Exercises →
1. In the article on protein models, at which institute does biochemist Richard Garratt work?
2. Do these statements agree with the article on protein models? Answer yes or no for each and quote the words that decide it. (a) Richard Garratt is a British professor who settled in Brazil. (b) The chains of amino acids are structured in two dimensions. (c) Insulin is responsible for transporting oxygen in the blood.

Supplied text →
- - -
Imprimir Republish


Dimensions of proteins

Researcher develops a kit with plastic parts that shows protein structures in three-dimensional form

One of the consequences of the mapping of human genome and of other similar projects is the increase in the need for studying proteins, organic compounds made up of long chains of amino acids and coded by the genes found in all living beings. They are responsible for various chemical functions in the human body, from digestion to transporting oxygen and reproduction. One of the biggest problems for scientists and students is precisely visualizing how these proteins relate and stick to each other. The difficulty has a simple reason: the chains of amino acids are structured in three dimensions. Looking at a figure in two dimensions in a book and imagining it in space is not a trivial task.

It calls for a lot of training. Thinking of reducing the time taken learning and facilitating the life of those who research into these substances, a British professor who has settled in Brazil, biochemist Richard Garratt, from the São Carlos Physics Institute (IFSC), of the University of São Paulo (USP), decided to create a tangible model, capable of representing proteins in three-dimensional space. The result is a kit of proteins made up of colored pieces of plastic that symbolize the protein structures most common in nature, such as hemoglobin, responsible for transporting oxygen in the blood system, and insulin, which controls the levels of glucose in the blood.
- - -
Excerpted records →
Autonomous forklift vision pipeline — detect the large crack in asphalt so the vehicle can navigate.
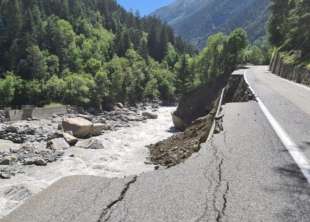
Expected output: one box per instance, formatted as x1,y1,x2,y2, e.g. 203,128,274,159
97,176,138,222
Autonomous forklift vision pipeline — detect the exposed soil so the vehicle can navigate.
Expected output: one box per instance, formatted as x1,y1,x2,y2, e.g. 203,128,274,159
149,72,255,167
149,100,216,167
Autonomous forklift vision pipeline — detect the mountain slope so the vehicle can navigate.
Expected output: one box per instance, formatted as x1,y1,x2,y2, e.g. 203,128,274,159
152,0,270,48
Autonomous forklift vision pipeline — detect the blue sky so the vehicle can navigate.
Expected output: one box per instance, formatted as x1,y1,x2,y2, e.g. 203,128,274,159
117,0,174,15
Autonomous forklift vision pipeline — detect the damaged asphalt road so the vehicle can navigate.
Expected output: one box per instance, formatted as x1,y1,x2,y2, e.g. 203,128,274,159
1,66,310,222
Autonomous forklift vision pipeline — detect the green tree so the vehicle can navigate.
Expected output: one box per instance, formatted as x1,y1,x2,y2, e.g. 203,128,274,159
64,73,95,106
44,75,66,103
268,0,289,47
0,72,20,106
94,71,110,110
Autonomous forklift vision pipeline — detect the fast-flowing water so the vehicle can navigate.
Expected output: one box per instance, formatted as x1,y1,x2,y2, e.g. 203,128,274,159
0,107,175,218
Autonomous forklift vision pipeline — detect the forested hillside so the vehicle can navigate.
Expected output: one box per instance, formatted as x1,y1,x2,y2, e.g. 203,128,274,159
0,0,261,109
153,0,270,48
269,0,310,67
0,0,193,107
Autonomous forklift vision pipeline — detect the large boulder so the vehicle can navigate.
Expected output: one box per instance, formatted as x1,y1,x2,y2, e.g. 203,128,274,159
63,132,78,146
76,138,104,150
62,117,93,138
47,138,70,150
91,123,109,136
142,112,158,119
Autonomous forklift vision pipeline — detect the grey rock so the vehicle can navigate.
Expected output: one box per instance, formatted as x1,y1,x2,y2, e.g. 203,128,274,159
47,138,70,150
63,133,78,146
62,117,93,138
76,138,104,150
142,112,158,119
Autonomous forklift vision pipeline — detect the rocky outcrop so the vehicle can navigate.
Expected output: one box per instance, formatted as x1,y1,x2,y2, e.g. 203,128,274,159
173,75,229,131
62,117,93,138
142,112,158,119
149,71,255,167
269,52,310,86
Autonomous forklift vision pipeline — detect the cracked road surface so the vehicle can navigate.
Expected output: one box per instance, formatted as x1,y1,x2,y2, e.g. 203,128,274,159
2,67,310,222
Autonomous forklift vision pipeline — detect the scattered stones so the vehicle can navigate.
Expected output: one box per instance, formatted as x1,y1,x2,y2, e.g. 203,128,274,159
47,139,70,150
116,103,124,109
142,112,158,119
63,132,78,146
24,157,47,166
0,156,16,165
76,138,104,150
91,123,107,136
0,103,157,179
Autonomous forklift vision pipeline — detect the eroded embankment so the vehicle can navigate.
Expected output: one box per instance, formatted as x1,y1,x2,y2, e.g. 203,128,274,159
149,74,255,167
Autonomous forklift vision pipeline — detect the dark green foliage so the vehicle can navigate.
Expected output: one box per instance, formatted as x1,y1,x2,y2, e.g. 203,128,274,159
0,0,246,110
269,0,310,62
153,0,270,49
0,0,194,109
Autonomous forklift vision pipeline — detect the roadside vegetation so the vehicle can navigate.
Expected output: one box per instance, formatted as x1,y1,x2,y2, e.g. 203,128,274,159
268,0,310,70
0,0,265,109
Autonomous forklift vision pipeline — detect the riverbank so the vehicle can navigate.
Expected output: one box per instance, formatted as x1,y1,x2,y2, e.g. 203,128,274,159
0,107,175,217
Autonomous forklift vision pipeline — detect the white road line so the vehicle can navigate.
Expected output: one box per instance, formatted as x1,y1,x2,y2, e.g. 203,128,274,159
268,71,310,91
244,71,310,183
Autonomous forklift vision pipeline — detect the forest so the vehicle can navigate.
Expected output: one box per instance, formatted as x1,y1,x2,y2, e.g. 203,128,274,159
0,0,266,110
268,0,310,67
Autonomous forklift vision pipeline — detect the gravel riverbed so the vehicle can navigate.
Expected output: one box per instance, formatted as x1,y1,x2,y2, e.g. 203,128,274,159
0,107,175,218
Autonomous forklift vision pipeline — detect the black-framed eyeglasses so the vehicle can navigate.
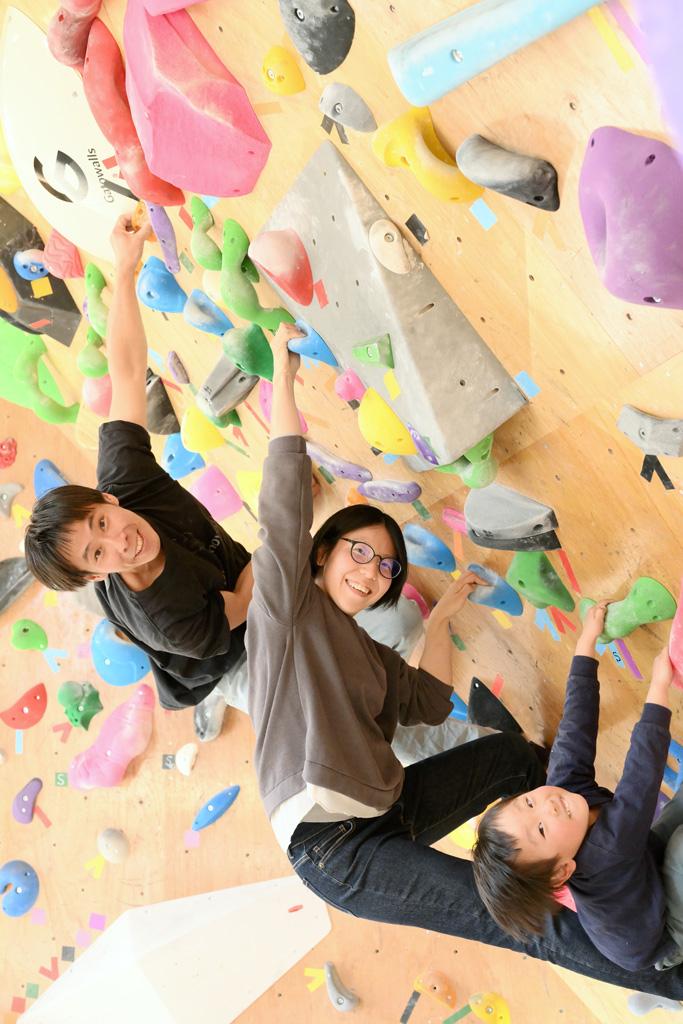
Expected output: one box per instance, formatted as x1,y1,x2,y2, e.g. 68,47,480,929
339,537,402,580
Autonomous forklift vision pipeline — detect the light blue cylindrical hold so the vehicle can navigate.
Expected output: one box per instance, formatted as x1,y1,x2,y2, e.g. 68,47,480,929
388,0,595,106
90,618,152,686
403,522,456,572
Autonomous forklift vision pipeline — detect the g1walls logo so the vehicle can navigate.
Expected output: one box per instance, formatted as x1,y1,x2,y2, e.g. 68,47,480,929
33,146,137,203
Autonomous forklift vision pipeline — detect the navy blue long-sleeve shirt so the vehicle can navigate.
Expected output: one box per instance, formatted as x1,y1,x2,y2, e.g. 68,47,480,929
548,655,676,971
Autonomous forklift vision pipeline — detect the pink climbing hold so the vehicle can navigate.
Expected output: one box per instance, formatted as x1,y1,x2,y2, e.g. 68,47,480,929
579,127,683,309
143,0,201,14
47,0,99,71
249,227,313,306
43,228,83,281
124,0,270,196
82,374,112,419
258,377,308,434
335,370,367,401
669,580,683,690
69,683,155,790
401,583,429,618
189,466,242,522
83,17,185,206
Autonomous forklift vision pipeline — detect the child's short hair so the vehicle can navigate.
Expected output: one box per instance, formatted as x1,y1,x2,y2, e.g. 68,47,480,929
24,483,104,590
472,797,561,941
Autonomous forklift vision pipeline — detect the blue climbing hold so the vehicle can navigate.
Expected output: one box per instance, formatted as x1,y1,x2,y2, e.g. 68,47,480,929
193,785,240,831
287,319,339,367
33,459,69,499
182,288,234,338
161,434,206,480
403,522,456,572
0,860,40,918
136,256,187,313
467,562,524,615
90,618,152,686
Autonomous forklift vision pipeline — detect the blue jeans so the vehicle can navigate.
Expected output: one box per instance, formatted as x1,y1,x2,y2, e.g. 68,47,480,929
288,733,683,999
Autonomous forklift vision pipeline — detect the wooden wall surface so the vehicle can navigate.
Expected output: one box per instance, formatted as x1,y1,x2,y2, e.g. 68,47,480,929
0,0,683,1024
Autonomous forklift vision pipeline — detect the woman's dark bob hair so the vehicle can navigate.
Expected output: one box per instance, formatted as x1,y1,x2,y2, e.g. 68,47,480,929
310,505,408,608
24,483,104,590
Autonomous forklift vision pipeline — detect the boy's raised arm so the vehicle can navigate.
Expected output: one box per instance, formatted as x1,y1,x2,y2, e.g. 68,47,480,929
106,214,151,428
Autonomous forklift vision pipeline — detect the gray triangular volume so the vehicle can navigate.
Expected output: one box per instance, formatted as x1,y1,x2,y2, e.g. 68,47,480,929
467,529,562,551
467,676,522,732
464,483,557,550
0,558,36,612
147,370,180,434
616,406,683,458
253,141,526,469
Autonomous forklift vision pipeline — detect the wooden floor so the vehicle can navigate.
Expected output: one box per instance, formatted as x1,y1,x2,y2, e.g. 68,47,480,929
0,0,683,1024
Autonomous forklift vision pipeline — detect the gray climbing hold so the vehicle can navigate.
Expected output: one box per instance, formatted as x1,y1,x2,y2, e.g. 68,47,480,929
0,482,24,519
196,355,259,417
0,557,36,613
627,992,683,1017
456,135,560,210
146,369,180,434
325,961,360,1014
463,483,560,551
368,217,411,273
280,0,355,75
616,406,683,457
317,82,377,131
306,441,373,481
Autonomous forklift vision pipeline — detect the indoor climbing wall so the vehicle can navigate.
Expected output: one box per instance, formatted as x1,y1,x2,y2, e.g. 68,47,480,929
0,0,683,1024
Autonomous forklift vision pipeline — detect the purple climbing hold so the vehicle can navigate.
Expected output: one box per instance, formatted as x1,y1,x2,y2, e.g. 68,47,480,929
579,127,683,309
405,423,438,466
12,778,43,825
358,480,422,502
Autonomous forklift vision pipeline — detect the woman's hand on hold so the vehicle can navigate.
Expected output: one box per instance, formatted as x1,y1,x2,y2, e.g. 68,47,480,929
270,321,306,375
432,572,489,618
110,213,152,273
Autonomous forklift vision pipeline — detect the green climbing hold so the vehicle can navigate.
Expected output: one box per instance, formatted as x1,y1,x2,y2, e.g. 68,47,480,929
579,577,676,643
353,334,394,370
85,263,109,338
436,434,498,488
76,327,109,377
505,551,573,611
221,324,273,381
0,319,79,423
189,196,222,270
57,683,102,730
220,219,294,331
9,618,47,650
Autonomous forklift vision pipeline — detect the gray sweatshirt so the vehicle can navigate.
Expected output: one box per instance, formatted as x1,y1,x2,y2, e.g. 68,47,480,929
246,436,452,815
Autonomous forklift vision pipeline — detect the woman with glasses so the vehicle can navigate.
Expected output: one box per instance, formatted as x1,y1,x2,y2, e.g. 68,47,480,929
247,324,683,998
- - -
Results →
1. The São Carlos Physics Institute (IFSC), of the University of São Paulo (USP).

2.
(a) Yes: "a British professor who has settled in Brazil"
(b) No: "the chains of amino acids are structured in three dimensions"
(c) No: "insulin, which controls the levels of glucose in the blood"